▸ TASK TO COMPLETE:
Could you copy out every line below, starting with the line that contains "Every instance of the white pawn" and going on through the line that contains "[[287, 29]]", with each point coordinate in the answers shifted up by 123 and all other text left as it stands?

▸ DATASET CONTENT:

------------------------------------------------

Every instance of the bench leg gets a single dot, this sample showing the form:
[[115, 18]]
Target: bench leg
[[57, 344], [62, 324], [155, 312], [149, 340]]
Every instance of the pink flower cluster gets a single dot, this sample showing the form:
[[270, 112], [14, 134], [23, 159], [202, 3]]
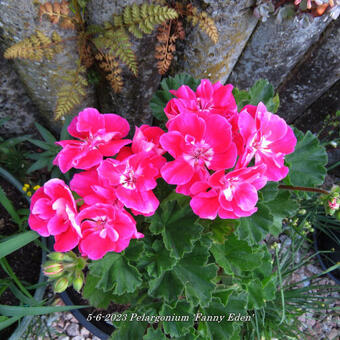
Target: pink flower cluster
[[221, 158]]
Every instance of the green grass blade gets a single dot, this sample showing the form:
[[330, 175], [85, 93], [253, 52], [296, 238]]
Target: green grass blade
[[16, 242], [6, 323]]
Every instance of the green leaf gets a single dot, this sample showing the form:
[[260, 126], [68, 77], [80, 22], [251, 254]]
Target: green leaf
[[160, 259], [23, 311], [39, 164], [16, 242], [281, 207], [221, 229], [96, 297], [235, 256], [167, 286], [242, 98], [7, 204], [40, 144], [6, 322], [196, 275], [183, 325], [115, 274], [269, 192], [49, 138], [154, 334], [307, 162], [135, 250], [216, 330], [162, 96], [255, 227], [64, 133], [177, 226], [129, 330]]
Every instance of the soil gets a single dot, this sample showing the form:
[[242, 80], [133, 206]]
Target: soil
[[26, 261]]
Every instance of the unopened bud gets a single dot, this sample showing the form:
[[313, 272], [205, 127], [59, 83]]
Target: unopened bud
[[56, 256], [78, 281], [53, 270], [61, 285]]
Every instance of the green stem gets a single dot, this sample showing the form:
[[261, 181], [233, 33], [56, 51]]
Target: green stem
[[291, 187], [7, 268]]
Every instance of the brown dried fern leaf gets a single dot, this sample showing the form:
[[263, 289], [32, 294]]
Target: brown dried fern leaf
[[165, 47], [57, 13], [110, 65], [205, 23], [36, 47]]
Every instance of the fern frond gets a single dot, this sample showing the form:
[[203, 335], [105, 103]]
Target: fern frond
[[204, 22], [143, 18], [72, 92], [36, 47], [165, 47], [110, 65], [57, 13], [118, 43]]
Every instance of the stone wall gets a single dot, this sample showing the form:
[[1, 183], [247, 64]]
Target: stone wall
[[301, 62]]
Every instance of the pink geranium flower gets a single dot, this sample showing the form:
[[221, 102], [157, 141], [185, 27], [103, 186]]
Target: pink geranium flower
[[146, 139], [208, 99], [93, 188], [99, 135], [267, 137], [105, 229], [133, 179], [53, 212], [197, 144], [231, 195]]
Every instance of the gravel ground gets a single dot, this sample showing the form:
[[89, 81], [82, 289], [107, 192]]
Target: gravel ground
[[63, 326]]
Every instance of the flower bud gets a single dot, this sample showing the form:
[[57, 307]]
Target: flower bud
[[61, 284], [56, 256], [78, 281], [53, 269]]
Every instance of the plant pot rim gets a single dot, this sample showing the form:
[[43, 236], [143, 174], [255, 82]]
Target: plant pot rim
[[90, 326], [39, 292], [320, 259]]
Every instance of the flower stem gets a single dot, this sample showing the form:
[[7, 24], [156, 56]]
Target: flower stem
[[291, 187]]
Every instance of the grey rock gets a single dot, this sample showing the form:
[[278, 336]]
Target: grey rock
[[133, 102], [313, 77], [274, 49], [21, 112], [204, 59], [19, 19]]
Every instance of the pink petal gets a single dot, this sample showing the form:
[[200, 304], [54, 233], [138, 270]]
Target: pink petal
[[177, 172], [218, 133], [57, 225], [66, 241], [205, 205], [112, 147], [173, 142], [188, 124], [225, 160], [117, 123]]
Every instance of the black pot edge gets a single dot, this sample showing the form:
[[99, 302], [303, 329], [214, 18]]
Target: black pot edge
[[65, 296], [67, 299], [323, 266]]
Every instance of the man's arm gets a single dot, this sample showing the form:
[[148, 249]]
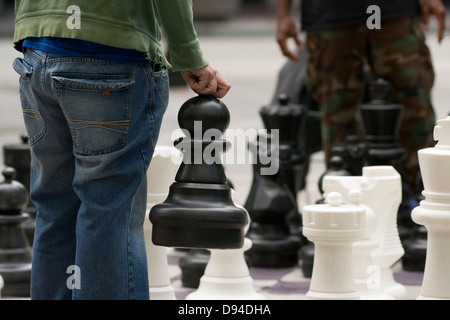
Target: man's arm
[[184, 49], [286, 29]]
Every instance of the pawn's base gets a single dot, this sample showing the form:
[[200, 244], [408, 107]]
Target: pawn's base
[[314, 295]]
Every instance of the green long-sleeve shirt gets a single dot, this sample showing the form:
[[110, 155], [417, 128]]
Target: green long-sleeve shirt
[[134, 24]]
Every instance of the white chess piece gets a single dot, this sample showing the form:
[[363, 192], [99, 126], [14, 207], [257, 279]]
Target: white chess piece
[[382, 192], [367, 274], [333, 227], [160, 176], [226, 275], [434, 213]]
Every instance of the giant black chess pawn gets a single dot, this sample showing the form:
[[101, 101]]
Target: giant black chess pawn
[[18, 156], [275, 228], [289, 121], [199, 211], [381, 119], [269, 205], [15, 251]]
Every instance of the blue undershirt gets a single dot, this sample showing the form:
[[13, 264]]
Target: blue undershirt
[[81, 48]]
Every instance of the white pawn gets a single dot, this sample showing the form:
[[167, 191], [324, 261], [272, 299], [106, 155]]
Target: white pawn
[[227, 276], [382, 192], [367, 274], [160, 176], [333, 227], [434, 213]]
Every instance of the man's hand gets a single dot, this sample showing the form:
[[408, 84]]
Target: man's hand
[[437, 9], [287, 29], [206, 81]]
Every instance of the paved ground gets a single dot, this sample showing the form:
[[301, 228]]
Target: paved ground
[[245, 51]]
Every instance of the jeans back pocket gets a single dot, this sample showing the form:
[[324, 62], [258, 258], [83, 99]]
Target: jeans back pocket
[[97, 109]]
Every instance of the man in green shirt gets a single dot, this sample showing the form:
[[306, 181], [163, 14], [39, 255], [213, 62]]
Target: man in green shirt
[[94, 88]]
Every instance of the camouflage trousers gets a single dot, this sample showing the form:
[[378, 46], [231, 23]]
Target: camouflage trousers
[[337, 77]]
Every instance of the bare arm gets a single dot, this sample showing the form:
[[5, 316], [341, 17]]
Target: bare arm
[[287, 29]]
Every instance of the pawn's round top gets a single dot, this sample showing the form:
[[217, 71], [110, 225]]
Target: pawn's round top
[[206, 109], [442, 133]]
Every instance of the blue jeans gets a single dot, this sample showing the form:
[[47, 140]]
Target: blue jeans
[[92, 127]]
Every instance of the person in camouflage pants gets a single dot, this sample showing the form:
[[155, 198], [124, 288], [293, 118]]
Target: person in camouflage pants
[[336, 78], [397, 53]]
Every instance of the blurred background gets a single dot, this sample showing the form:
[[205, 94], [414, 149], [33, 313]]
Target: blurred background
[[238, 38]]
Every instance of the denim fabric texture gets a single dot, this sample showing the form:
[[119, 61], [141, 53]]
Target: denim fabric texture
[[92, 127]]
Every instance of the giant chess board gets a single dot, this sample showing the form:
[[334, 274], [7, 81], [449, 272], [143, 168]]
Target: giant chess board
[[284, 283]]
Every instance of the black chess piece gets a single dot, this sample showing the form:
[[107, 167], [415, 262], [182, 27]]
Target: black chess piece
[[15, 251], [199, 211], [192, 266], [381, 121], [415, 250], [275, 228], [17, 156]]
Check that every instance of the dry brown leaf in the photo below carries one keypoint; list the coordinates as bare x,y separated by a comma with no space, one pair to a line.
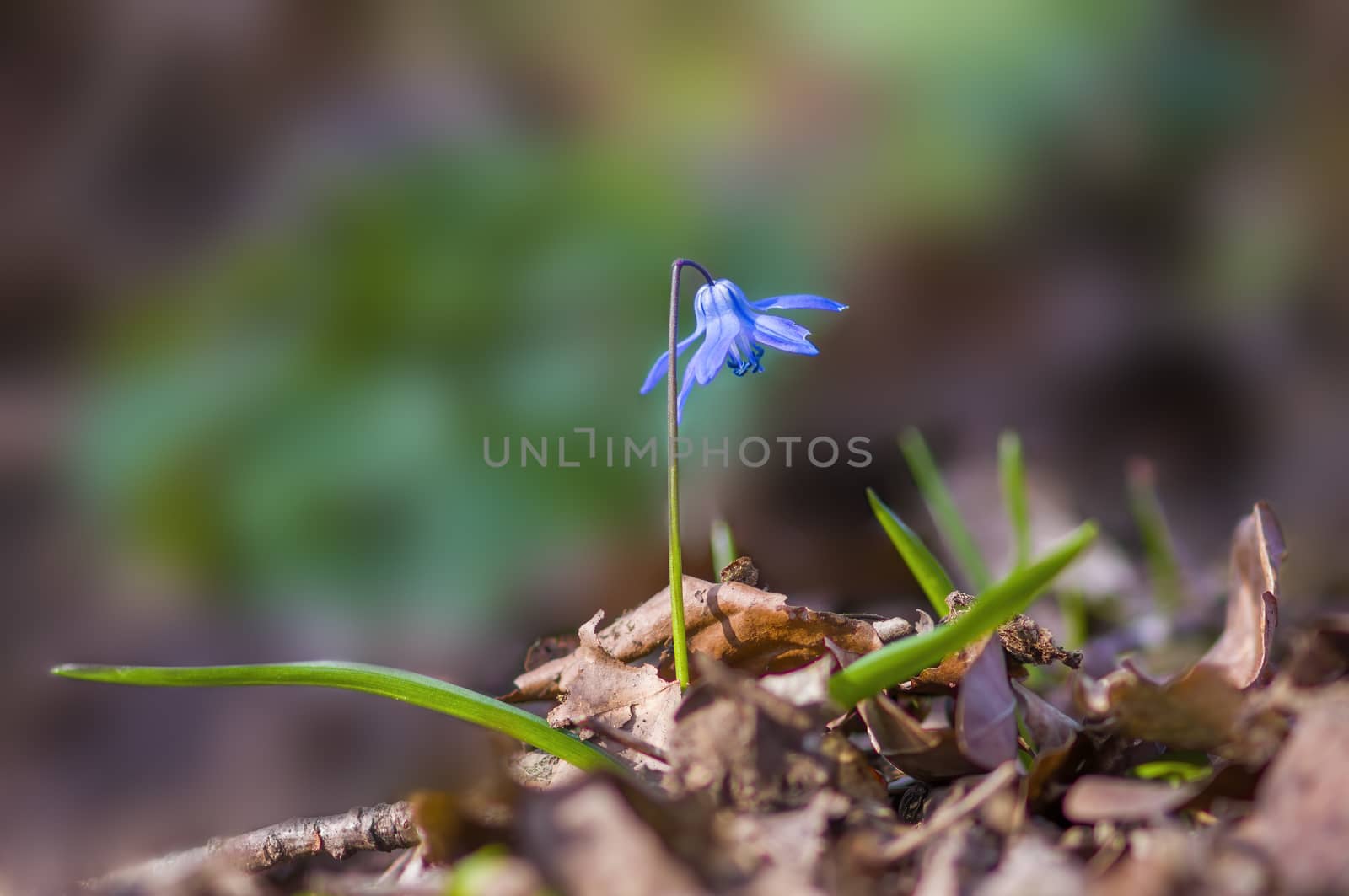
1099,797
631,698
1321,655
1302,803
1202,707
587,840
926,754
1197,711
985,710
1243,651
746,628
741,747
1049,727
1034,865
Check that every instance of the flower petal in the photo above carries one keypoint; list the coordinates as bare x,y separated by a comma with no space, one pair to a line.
782,335
710,357
818,303
661,365
683,393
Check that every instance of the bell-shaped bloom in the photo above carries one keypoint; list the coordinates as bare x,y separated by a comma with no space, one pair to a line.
737,331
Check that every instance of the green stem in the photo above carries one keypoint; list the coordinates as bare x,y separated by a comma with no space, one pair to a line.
1012,473
901,660
943,510
400,684
678,636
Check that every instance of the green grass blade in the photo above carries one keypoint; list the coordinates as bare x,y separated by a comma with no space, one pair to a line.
938,500
1012,475
1158,544
903,659
409,687
928,571
723,547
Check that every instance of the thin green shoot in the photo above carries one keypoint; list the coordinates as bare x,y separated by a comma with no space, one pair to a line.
1177,770
942,507
903,659
398,684
723,547
1012,475
927,570
1158,544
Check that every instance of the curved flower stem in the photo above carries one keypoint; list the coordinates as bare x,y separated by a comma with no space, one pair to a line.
678,635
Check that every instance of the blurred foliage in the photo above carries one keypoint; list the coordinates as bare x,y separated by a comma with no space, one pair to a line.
304,415
307,416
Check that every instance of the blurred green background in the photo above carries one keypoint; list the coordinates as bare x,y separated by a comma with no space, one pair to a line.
273,271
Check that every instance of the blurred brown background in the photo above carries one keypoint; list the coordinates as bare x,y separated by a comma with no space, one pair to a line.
270,273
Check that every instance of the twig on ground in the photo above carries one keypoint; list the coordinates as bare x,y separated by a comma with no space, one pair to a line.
384,828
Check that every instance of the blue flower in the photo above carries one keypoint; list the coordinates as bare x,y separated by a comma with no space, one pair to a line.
737,332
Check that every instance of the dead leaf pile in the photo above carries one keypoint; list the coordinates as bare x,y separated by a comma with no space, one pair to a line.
1223,779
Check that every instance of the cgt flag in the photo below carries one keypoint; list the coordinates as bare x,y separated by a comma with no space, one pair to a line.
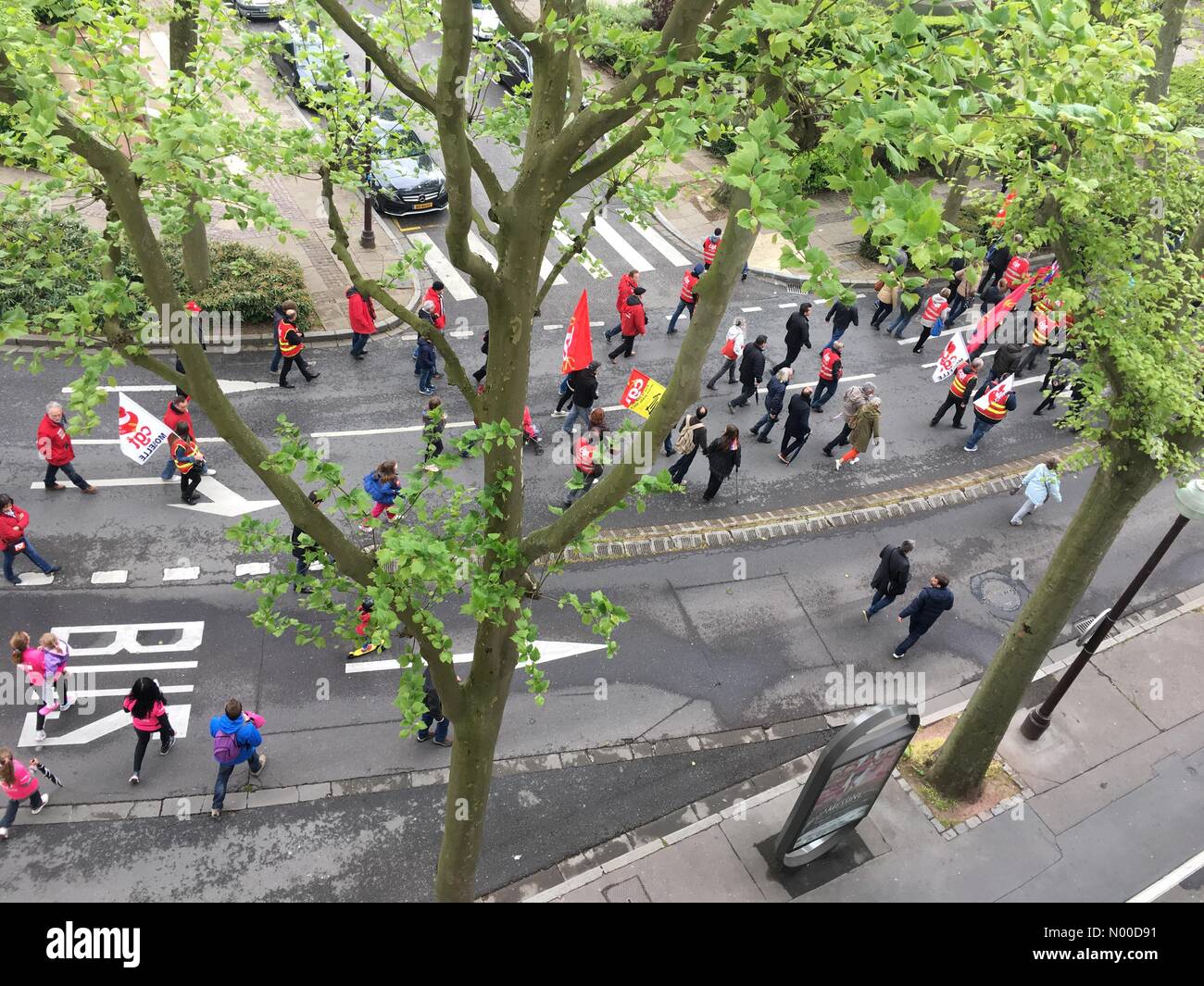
139,430
578,344
954,356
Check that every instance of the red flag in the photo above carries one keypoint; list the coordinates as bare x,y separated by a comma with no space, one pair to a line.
990,321
578,344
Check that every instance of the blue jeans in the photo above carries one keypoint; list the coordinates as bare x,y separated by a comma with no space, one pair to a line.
982,426
880,601
441,728
224,770
10,554
682,306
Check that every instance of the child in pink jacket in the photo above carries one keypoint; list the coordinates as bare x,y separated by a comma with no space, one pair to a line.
19,784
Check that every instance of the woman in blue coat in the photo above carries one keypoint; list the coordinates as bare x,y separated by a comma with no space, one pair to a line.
925,609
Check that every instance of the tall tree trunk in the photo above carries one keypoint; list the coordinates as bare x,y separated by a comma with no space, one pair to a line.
195,243
966,756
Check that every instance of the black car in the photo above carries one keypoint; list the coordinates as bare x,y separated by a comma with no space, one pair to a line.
301,61
404,177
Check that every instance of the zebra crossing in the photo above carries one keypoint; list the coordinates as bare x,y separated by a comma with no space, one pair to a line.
617,239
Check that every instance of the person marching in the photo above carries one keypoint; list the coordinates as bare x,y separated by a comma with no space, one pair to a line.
627,284
733,351
798,333
986,419
1039,484
691,437
854,400
890,578
382,484
751,371
292,342
709,248
722,456
934,312
959,395
831,369
55,448
361,313
774,397
189,460
148,710
633,323
236,740
797,429
13,541
923,610
866,426
687,297
19,784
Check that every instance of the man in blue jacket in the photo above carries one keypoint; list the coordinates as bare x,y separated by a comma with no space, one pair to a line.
925,609
235,741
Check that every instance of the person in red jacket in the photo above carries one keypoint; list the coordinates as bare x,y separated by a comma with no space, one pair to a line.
55,447
361,315
633,323
13,521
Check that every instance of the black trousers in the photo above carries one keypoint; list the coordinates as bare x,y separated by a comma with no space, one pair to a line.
189,481
952,402
791,356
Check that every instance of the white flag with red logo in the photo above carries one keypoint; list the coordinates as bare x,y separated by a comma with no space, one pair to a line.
997,393
139,431
952,356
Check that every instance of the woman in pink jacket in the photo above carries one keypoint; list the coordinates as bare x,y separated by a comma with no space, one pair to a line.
19,784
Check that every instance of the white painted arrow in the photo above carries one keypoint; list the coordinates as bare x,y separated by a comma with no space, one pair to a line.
549,650
228,387
96,728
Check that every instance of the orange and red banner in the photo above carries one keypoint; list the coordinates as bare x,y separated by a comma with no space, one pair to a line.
578,344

------------------------------------------------

▸ ANSWER FOR THIS EXERCISE:
Every instance of the white pawn gets a single dot, this sample showing the form:
[[167, 191], [324, 261], [272, 299], [106, 155]]
Target: white pawn
[[350, 399], [505, 315], [490, 397], [283, 299], [456, 350], [557, 336]]
Every instance of the man's hand gets a single dot, this sample showing the form:
[[408, 84]]
Target: man's hand
[[560, 132], [410, 152], [329, 204]]
Every instance of the paved ground gets a single dot, this sample showing the form:
[[301, 228]]
Target: paved ground
[[368, 174]]
Every instance of the jeans back pocket gets a single dot, this sample showing the form:
[[324, 62], [258, 258], [83, 99]]
Target: jeans back pocket
[[220, 232]]
Every instance of the man in green shirt gets a single dot, this sample showing the form:
[[306, 181], [163, 14], [39, 255], [213, 62]]
Target: man in green shirt
[[217, 211]]
Every instance of the camouflage trousers gets a single dot, this sample showing the form:
[[378, 46], [231, 23]]
Target: camouflage trousers
[[460, 200]]
Every instance of the bare arm gets a single dot, this sample showing the form:
[[5, 316], [341, 17]]
Target: bare arm
[[410, 152]]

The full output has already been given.